* [What is expected]: Arrange each line of the listing below as a Markdown table with two columns, Row and Line. Number the rows in order and leave out any blank lines.

>>

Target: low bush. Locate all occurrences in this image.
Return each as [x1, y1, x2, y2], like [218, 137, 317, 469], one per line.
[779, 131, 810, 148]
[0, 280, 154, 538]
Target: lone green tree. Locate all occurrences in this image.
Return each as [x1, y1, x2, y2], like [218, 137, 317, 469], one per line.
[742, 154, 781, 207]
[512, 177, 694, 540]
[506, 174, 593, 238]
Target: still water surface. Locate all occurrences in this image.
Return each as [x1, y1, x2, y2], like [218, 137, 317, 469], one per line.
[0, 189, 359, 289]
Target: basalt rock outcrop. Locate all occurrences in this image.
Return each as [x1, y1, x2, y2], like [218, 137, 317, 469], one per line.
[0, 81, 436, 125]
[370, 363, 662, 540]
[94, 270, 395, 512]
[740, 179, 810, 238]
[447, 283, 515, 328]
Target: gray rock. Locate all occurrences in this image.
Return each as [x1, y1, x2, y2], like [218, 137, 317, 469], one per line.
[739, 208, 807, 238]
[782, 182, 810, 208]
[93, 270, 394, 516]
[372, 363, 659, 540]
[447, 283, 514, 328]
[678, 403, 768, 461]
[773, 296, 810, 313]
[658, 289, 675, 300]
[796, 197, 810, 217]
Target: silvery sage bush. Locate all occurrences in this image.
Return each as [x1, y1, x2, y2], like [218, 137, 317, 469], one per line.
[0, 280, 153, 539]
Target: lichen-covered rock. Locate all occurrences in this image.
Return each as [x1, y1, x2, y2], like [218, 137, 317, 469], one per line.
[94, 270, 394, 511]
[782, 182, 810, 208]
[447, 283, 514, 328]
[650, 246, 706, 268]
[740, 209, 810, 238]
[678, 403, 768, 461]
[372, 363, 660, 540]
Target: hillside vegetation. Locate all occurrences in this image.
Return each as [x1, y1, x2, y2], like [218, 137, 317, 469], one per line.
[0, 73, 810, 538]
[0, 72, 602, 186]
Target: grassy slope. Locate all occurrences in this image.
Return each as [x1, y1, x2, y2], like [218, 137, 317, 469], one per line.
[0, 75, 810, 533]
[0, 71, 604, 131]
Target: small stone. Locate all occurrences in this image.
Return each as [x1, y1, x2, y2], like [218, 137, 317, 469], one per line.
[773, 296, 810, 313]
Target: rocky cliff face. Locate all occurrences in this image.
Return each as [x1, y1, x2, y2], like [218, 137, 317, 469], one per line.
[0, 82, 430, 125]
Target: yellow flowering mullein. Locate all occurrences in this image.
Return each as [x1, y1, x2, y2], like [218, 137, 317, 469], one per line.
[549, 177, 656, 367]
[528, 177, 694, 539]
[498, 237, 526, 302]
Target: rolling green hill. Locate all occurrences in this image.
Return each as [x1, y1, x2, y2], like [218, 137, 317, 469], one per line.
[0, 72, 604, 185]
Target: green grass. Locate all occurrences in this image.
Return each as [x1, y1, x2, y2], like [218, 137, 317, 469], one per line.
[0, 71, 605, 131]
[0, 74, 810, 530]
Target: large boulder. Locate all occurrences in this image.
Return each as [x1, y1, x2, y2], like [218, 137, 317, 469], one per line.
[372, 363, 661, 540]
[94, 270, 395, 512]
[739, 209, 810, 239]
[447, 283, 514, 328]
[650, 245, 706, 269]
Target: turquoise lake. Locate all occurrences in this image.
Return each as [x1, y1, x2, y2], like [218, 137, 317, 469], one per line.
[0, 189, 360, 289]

<<

* [Solved problem]:
| Row | Line |
|---|---|
| 1 | Target: low bush. Locate all occurrences in this image. |
| 2 | Return each as [x1, y1, x2, y2], like [218, 137, 317, 469], one per line. |
| 3 | [779, 131, 810, 148] |
| 4 | [0, 280, 154, 538] |
| 5 | Target: lone green tree. Locate all occurrences in this image. |
| 6 | Return each as [x1, y1, x2, y2], like [218, 137, 317, 469], one per line. |
| 7 | [742, 154, 781, 207] |
| 8 | [512, 177, 694, 540] |
| 9 | [506, 174, 593, 238] |
| 10 | Target: still water surface. Locate all occurrences in this image. |
| 11 | Return each as [x1, y1, x2, y2], like [218, 137, 317, 469], one per line. |
| 12 | [0, 189, 359, 289] |
| 13 | Target: basalt rock outcrop. Locate all occurrences in this image. |
| 14 | Return each as [x1, y1, x2, y2], like [218, 137, 317, 469], one per line. |
| 15 | [0, 81, 436, 125] |
| 16 | [370, 363, 662, 540] |
| 17 | [94, 270, 395, 512] |
| 18 | [740, 179, 810, 238] |
| 19 | [447, 283, 515, 328] |
| 20 | Target: gray rock. Locate all occurrences in this image. |
| 21 | Return each as [x1, y1, x2, y2], like [218, 137, 317, 469], one per line. |
| 22 | [739, 208, 807, 238] |
| 23 | [782, 182, 810, 208] |
| 24 | [93, 270, 394, 516] |
| 25 | [372, 363, 659, 540] |
| 26 | [447, 283, 514, 328] |
| 27 | [678, 403, 768, 461] |
| 28 | [773, 296, 810, 313] |
| 29 | [658, 289, 675, 300] |
| 30 | [796, 197, 810, 217] |
| 31 | Target: silvery sage bush. Locate all occurrences in this image. |
| 32 | Return each as [x1, y1, x2, y2], like [218, 137, 317, 469], one per line. |
| 33 | [0, 280, 153, 539] |
| 34 | Target: lichen-covered rock. Locate all occurrences in this image. |
| 35 | Return each as [x1, y1, x2, y2], like [218, 137, 317, 469], one per line. |
| 36 | [94, 270, 394, 511] |
| 37 | [782, 182, 810, 208] |
| 38 | [447, 283, 514, 328] |
| 39 | [650, 246, 706, 268] |
| 40 | [740, 209, 810, 238] |
| 41 | [678, 403, 768, 461] |
| 42 | [372, 363, 660, 540] |
| 43 | Target: hillside vegetation. Locate all occurrences in this image. |
| 44 | Return each as [x1, y1, x2, y2], like [218, 137, 317, 469], one per line. |
| 45 | [0, 73, 810, 538] |
| 46 | [0, 72, 602, 186] |
| 47 | Target: grassy slope. Locate all occurrences in this image. |
| 48 | Return each as [x1, y1, x2, y2], like [218, 137, 317, 469], one per line. |
| 49 | [0, 75, 810, 533] |
| 50 | [0, 71, 604, 131] |
| 51 | Target: small stone. Locate all occurrences in this image. |
| 52 | Return each as [x1, y1, x2, y2], like [218, 137, 317, 469], one per line. |
| 53 | [773, 296, 810, 313] |
| 54 | Target: rocky cliff face. Locate all occurrences in this image. |
| 55 | Return each as [x1, y1, x2, y2], like [218, 137, 317, 469], one per line. |
| 56 | [0, 82, 430, 125] |
| 57 | Target: yellow flowering mullein. Locate all occurrences in this image. |
| 58 | Return each as [x1, y1, x2, y2], like [218, 137, 317, 469], one per line. |
| 59 | [549, 177, 656, 367] |
| 60 | [528, 177, 694, 539] |
| 61 | [498, 237, 526, 302] |
| 62 | Target: rolling green hill. Locate all occurrences in this image. |
| 63 | Return each as [x1, y1, x2, y2], like [218, 137, 317, 469], one per line. |
| 64 | [0, 72, 604, 185] |
| 65 | Target: green grass. Locate all occurrences in this image. |
| 66 | Return each as [x1, y1, x2, y2], like [218, 137, 317, 469], one per line. |
| 67 | [0, 71, 605, 131] |
| 68 | [0, 74, 810, 530] |
| 69 | Target: large boulder. Locate all occurrences in this image. |
| 70 | Return each as [x1, y1, x2, y2], like [218, 137, 317, 469], one per line. |
| 71 | [372, 363, 661, 540] |
| 72 | [94, 270, 395, 512] |
| 73 | [739, 209, 810, 239] |
| 74 | [447, 283, 514, 328] |
| 75 | [650, 245, 706, 269] |
| 76 | Target: turquoise lake. Locate all occurrences in this image. |
| 77 | Return each as [x1, y1, x2, y2], like [218, 137, 317, 469], one per line. |
| 78 | [0, 189, 360, 289] |